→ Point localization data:
***

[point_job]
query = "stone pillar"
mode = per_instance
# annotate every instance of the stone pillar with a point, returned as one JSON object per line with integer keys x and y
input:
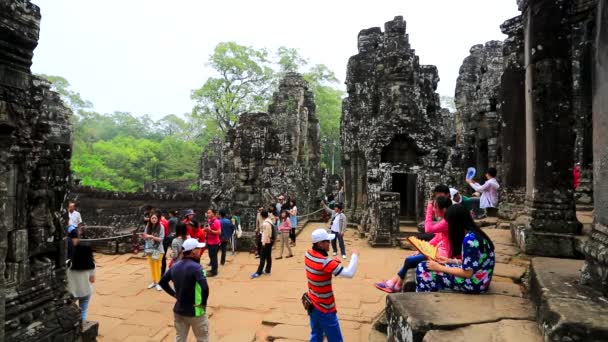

***

→ Exercise instructions: Only the text of the records belongs in your answer, copied exactly as it appears above.

→ Written solution:
[point_job]
query = "stone pillar"
mode = per_instance
# annotate every instance of the stone pillar with a point, returned as one JSON object per line with integer keys x and y
input:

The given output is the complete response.